» **EXCERPT**:

▽

The sack of Baltimore, County Cork

Now here is an example of Irish genealogy that requires knowledge of history.

The 17th century was traumatic for all those in Ireland. The Battle of Kinsale, the Flight of the Earls, Cromwell, The Treaty of Limerick all happened in that century.

Tens of thousands of men were exiled to the continent; these were the wild geese of Ireland. The native Irish families lost their lands and influence entirely. A way of life was gone.

Irish town torn asunder

Originally under the shadow of O’Driscolls Castle, Baltimore seaport was profitable in business. English settlers had been granted rights there. Many say that Coppinger of County Cork had designs on the town and its profits, and he may have had something to do with the tragic affair.

John Hacket the Traitor

It seems Hacket, a fisherman from Dungarvan, was captured by the pirates earlier and he gave up the town of Baltimore to the pirates, in exchange for his safety.

△

» **TASK 1**:
Answer these questions about the text on the sack of Baltimore:
(a) What name is given to the men exiled to the continent?
(b) What had English settlers been granted in Baltimore?
(c) What town was John Hacket from?
» **TASK 2**: Copy the text on the sack of Baltimore from "The sack of" to "in that century.", switching "Irish genealogy" for "family history".
» **TASK 3**: Resume the text on the sack of Baltimore after its last sentence.
The records are separate material and are unrelated to the text about the sack of Baltimore.

» **LISTED ENTRIES**:
▽

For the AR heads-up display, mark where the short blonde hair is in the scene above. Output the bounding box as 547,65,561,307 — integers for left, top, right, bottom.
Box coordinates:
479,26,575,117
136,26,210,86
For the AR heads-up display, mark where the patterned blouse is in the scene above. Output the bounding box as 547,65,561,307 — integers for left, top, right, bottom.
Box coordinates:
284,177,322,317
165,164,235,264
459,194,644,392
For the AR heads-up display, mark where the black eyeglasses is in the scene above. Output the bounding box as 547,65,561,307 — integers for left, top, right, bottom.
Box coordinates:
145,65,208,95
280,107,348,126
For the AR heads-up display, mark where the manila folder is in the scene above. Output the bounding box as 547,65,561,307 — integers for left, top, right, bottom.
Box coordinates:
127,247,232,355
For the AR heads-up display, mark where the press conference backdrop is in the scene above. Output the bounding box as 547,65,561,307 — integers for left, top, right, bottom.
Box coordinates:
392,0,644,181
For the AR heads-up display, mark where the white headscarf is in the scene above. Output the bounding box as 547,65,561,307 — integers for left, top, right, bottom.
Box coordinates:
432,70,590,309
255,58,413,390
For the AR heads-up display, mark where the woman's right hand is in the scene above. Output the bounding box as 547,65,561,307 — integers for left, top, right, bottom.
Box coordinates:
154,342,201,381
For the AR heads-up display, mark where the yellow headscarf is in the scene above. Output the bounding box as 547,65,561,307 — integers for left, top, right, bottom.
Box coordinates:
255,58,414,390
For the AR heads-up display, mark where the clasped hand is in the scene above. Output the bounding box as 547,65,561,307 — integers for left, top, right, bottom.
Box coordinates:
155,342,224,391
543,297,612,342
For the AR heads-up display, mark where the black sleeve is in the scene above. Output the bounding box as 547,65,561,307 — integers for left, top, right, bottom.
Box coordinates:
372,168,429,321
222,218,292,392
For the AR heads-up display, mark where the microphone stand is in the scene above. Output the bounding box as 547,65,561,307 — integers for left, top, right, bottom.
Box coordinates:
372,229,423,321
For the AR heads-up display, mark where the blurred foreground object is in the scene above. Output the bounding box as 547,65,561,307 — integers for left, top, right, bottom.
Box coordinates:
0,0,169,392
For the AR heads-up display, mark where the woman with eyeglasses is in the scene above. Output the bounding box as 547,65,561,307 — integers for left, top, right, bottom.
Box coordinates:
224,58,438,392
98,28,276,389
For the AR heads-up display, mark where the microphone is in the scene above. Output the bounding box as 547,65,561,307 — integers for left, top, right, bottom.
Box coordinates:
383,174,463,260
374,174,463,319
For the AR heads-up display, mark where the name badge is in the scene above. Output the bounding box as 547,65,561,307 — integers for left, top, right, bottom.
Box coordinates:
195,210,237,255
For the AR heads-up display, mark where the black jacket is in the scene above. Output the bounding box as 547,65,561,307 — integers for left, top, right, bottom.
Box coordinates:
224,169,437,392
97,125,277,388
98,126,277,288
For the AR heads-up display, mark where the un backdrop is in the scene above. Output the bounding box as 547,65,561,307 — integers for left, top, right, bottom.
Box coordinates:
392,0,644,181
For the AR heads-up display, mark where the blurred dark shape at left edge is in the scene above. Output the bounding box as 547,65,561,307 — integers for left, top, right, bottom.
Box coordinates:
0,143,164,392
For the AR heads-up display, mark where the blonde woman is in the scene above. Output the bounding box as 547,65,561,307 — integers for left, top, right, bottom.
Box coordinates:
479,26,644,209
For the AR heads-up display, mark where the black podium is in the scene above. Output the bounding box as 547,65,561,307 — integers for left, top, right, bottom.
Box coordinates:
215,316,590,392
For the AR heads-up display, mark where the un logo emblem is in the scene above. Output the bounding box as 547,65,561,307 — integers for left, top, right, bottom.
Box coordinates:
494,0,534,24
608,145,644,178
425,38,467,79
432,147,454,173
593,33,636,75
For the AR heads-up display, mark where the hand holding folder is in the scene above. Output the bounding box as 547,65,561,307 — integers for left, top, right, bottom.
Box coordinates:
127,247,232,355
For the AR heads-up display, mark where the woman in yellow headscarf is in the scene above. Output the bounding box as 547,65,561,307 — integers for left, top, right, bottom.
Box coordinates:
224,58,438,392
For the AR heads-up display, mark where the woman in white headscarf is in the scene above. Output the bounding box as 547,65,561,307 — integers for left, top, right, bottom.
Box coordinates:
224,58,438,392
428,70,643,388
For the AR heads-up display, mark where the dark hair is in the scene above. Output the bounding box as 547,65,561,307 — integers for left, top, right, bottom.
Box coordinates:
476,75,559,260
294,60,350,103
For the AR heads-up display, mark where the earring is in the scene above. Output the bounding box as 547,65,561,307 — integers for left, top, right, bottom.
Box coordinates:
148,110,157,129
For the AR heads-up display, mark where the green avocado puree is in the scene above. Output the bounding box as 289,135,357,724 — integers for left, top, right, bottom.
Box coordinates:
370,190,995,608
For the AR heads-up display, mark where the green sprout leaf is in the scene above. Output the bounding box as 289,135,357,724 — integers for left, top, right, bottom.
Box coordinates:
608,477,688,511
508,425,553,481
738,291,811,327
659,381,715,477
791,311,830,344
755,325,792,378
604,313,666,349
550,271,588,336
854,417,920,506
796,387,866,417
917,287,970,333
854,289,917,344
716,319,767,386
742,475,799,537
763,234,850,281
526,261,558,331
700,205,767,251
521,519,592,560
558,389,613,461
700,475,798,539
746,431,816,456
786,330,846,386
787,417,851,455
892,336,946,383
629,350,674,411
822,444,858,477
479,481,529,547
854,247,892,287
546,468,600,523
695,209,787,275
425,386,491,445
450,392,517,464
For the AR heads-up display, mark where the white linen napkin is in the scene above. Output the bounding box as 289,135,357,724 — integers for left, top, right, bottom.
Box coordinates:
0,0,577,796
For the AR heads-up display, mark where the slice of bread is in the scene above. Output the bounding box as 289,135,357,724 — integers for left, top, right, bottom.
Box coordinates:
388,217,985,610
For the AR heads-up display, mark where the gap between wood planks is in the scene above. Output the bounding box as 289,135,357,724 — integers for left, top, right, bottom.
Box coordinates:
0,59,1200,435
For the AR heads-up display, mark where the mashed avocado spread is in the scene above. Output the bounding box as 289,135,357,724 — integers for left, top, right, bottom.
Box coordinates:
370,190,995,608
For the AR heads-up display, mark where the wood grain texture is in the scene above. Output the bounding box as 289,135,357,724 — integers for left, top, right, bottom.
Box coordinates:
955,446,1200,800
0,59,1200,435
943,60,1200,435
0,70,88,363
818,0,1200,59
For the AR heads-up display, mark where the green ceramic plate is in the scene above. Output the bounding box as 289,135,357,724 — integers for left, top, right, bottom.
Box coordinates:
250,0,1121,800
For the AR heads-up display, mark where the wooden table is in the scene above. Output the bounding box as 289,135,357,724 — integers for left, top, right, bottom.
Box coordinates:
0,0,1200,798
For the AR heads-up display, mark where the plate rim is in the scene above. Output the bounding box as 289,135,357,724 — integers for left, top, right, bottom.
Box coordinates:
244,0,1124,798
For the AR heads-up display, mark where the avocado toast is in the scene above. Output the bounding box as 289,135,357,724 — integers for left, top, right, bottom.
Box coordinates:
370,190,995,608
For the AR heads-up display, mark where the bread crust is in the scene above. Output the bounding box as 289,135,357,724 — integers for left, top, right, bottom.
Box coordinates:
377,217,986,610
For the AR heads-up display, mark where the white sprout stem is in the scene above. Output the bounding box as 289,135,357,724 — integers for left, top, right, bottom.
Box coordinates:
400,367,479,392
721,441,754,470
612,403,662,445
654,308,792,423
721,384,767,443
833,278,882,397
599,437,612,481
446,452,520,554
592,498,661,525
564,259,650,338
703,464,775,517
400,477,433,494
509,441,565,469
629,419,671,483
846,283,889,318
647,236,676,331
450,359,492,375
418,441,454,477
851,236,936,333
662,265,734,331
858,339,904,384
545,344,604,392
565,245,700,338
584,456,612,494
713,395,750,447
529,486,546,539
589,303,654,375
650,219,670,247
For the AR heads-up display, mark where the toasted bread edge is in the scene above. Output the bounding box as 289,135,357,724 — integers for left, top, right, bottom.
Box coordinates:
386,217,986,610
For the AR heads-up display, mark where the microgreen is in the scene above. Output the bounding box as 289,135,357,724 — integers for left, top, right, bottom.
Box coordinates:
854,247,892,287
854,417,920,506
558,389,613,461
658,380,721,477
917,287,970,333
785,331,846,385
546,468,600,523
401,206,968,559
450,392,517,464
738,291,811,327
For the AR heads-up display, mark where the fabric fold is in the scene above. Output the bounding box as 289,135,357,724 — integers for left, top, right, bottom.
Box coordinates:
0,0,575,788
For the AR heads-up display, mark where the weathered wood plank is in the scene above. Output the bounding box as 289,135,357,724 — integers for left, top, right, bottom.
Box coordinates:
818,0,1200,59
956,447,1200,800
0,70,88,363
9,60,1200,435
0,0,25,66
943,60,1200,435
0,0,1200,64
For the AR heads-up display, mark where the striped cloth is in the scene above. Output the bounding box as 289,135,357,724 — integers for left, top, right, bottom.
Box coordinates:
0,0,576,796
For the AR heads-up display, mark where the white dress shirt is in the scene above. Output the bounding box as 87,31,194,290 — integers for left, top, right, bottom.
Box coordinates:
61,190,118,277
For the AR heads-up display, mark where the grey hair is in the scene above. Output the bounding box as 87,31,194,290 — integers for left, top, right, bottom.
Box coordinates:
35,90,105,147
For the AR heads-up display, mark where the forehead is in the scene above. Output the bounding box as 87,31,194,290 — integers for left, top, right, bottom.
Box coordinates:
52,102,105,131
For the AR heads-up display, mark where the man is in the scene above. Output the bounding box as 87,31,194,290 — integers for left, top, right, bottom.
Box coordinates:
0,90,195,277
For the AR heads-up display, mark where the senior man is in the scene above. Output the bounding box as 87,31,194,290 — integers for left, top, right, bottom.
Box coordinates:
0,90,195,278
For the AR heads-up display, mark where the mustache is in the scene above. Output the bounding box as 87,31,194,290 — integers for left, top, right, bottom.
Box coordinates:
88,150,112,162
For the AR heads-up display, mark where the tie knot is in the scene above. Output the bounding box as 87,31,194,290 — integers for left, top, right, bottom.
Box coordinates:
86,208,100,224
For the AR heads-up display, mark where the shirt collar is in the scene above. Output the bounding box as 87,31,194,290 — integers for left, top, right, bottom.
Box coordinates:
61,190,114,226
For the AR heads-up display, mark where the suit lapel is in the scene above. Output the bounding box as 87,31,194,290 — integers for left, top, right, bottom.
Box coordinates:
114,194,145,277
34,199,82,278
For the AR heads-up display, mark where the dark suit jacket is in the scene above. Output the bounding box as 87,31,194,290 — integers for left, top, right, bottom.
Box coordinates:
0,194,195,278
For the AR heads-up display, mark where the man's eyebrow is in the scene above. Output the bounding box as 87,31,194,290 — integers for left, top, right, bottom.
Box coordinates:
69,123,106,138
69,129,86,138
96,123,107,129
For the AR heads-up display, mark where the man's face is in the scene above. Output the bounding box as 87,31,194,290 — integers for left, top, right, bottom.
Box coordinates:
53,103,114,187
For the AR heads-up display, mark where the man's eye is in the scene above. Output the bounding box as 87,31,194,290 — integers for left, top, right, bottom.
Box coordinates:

△

» **ANSWER BOX 1**:
(a) The wild geese of Ireland
(b) Rights there
(c) Dungarvan

» **ANSWER BOX 2**:
The sack of Baltimore, County Cork

Now here is an example of family history that requires knowledge of history.

The 17th century was traumatic for all those in Ireland. The Battle of Kinsale, the Flight of the Earls, Cromwell, The Treaty of Limerick all happened in that century.

» **ANSWER BOX 3**:
So, two ships with these pirates arrived to burn, rob, terrorize and take hostages. The bloody band included Algerians, Ottoman Turks and Dutchmen. Their captain was Dutch. They took around 107 hostages, only two of which are said to have ever returned.

Of those who survived, some may have descendants in foreign lands today, perhaps proven by a swab of DNA !

Justice Served


Several books have been written on the subject, and even a screenplay. The fate of the hostages was grim, with many serving as galley slaves, or in the harem of the Sultan. Justice was served to the traitor Hacket however. He was hung two years later, near the village he had destroyed. Many of the surviving townspeople relocated to the town of Skibbereen – which is noted for later tragedy, during the 19th century great famine in Cork. Song and story have recorded that misery as well.

Thomas Osborne Davis

The story is well told by Thomas Davis, and is one of my favorite recitations here at the hedge school. Here is an extract from that work based on the events in 1631. We take up with the fate of the hostages below:

“Oh, some must tug the galleys o’er, and some must tend the steed- This boy will bear a Sheiks Chibouk, and that a Bey’s jerreed.

“Oh, some are for the arsenals, by beautious Dardanelles; and some are in the caravan to Mecca’s sandy dells. The maid that Bandon gallant sought, is chosen for the Dey. She’s safe – he’s dead- she stabbed him in the midst of his serai; And, when to die a death of fire that noble maid they bore, She only smiled – O’Driscolls child, She thought of Baltimore ‘Tis two long years since sunk the town beneath that bloody band, and now amid its trampled hearths a larger concourse stand.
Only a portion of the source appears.